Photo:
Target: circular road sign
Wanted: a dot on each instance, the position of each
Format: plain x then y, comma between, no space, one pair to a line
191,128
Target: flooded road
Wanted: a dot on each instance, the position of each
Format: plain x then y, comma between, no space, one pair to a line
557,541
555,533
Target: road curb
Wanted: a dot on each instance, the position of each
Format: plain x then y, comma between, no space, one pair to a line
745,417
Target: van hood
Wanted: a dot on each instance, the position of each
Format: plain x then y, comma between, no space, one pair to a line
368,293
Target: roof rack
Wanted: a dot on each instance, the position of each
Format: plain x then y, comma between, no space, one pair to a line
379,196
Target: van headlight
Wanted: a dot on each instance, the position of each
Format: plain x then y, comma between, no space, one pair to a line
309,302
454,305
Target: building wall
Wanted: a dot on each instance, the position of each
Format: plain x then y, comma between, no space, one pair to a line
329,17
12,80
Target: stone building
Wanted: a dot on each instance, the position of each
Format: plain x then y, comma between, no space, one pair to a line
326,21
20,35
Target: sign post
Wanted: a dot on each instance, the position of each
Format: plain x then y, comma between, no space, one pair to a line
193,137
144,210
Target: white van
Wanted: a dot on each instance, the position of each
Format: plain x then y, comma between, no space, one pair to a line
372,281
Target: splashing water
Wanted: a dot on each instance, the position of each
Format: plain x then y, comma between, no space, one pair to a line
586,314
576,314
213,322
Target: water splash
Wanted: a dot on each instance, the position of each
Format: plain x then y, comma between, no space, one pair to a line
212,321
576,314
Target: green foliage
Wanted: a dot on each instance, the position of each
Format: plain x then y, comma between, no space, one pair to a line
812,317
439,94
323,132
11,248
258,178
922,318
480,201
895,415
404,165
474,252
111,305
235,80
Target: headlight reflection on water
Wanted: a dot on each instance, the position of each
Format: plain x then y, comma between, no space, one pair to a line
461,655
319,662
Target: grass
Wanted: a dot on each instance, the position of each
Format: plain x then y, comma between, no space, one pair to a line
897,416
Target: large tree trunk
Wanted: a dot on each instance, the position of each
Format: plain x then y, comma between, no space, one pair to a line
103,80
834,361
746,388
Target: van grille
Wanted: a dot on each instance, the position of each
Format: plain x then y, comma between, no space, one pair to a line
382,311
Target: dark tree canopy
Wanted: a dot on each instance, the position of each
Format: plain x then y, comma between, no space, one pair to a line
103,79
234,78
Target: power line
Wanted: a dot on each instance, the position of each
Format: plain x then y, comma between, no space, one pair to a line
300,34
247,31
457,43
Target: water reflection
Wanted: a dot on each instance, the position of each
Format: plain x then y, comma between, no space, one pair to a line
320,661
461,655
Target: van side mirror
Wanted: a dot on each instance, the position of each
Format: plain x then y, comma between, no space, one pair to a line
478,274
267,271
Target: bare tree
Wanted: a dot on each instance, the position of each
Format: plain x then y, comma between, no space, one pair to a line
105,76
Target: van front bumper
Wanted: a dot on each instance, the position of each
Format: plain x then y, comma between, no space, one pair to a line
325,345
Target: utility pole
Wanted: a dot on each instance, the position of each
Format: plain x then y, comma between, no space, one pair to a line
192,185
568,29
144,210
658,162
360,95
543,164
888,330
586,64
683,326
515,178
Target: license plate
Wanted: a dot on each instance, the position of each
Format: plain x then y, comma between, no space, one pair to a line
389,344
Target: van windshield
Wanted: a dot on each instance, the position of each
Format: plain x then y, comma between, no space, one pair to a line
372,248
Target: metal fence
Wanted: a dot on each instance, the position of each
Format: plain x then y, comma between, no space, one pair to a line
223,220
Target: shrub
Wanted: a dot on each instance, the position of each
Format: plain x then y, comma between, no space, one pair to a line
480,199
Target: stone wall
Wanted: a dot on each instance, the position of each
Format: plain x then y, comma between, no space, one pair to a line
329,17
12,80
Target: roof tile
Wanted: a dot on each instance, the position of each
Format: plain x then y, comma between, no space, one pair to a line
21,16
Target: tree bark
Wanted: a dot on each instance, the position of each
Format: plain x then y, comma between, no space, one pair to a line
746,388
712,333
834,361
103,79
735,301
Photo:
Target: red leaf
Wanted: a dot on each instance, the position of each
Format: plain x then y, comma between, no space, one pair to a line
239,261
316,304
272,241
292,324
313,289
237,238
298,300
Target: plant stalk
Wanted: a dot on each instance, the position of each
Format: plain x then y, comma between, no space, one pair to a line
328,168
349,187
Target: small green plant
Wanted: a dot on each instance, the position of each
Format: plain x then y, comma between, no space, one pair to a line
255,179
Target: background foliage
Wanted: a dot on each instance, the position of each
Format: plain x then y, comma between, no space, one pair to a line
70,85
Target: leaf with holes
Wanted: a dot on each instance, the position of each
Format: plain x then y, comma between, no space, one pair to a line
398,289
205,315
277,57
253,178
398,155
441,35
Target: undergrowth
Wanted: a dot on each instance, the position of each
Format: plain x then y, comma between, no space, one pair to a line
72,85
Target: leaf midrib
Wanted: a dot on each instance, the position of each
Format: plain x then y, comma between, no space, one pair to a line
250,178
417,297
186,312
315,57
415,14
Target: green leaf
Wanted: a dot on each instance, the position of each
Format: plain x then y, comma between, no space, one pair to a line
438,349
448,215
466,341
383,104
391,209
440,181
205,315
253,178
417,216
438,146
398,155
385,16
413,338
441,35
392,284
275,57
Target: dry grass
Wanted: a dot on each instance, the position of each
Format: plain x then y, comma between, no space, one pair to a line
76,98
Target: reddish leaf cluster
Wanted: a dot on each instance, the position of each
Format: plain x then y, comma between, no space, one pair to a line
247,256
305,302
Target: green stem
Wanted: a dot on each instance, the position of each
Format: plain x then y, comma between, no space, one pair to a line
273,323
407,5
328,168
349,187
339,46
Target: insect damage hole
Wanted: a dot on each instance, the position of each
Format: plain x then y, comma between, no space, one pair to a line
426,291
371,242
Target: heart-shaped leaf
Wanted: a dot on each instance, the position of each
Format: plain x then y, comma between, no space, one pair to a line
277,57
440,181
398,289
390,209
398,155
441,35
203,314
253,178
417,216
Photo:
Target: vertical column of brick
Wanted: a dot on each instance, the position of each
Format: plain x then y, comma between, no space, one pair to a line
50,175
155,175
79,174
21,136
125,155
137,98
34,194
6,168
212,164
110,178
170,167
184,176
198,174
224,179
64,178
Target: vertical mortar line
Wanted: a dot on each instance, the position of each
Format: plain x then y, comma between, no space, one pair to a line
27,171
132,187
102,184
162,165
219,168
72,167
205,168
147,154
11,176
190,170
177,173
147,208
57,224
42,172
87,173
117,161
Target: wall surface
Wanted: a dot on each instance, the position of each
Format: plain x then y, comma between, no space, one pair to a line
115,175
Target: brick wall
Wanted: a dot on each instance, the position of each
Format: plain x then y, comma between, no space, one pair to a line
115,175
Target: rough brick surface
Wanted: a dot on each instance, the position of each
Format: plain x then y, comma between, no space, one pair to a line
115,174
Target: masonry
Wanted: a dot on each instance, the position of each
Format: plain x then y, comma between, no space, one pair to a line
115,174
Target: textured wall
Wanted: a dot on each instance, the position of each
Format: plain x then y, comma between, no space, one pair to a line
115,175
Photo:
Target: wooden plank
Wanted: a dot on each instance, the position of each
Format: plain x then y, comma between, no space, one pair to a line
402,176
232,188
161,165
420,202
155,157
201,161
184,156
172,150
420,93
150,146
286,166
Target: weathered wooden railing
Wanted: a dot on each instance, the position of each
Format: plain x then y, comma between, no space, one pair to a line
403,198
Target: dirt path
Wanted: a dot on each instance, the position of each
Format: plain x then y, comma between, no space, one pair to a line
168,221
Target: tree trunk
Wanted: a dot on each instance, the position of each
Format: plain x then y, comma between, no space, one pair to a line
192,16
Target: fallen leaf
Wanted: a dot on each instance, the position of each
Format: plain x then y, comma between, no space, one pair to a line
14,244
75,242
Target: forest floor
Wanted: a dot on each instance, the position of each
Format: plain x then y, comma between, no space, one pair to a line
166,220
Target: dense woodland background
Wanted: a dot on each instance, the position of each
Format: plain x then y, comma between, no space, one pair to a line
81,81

Problem
Begin with the line that contains "Target: rough brick surface" and set down each line exactly until the records above end, including the final line.

Exercise solution
Target: rough brick surface
Wanted: a dot on each instance, the position of each
Format: plain x then y, comma between, no space, one pair to a line
115,174
Target: masonry
Wanted: a dot on each instance, the position of each
Format: plain x then y, comma between, no space, one pair to a line
115,174
Target: textured wall
Wanted: a dot on each instance, the position of each
Format: plain x then y, comma between, no space, one pair to a line
115,175
Photo:
Target: wooden plank
Wanted: a dot on each instance, the position of each
Format: plain x then y, comma between, no space, one pair to a line
402,176
232,188
161,165
420,202
155,157
201,161
184,156
172,150
420,93
150,146
286,166
Target: weathered wooden railing
Wanted: a dot on each instance, the position of each
Format: plain x then y, comma between, no space, one pair to a line
403,198
Target: dirt path
Wanted: a dot on each instance, the position of each
Format: plain x then y, comma between, no space, one pair to a line
168,221
Target: tree trunk
Wanted: a dot on each instance, the position of each
Format: plain x then y, comma between, no space, one pair to a line
192,16
Target: fallen leaf
Wanted: a dot on each instance, the position of each
Format: plain x then y, comma between, no space, one pair to a line
14,244
75,242
Target: forest floor
Wanted: a dot on each instance, the position of each
Format: plain x then y, comma between, no space, one pair to a line
166,220
Target: dense woodland background
Wanted: a dot on each instance, the position of each
Format: plain x then y, comma between, no space, one pair to a line
81,81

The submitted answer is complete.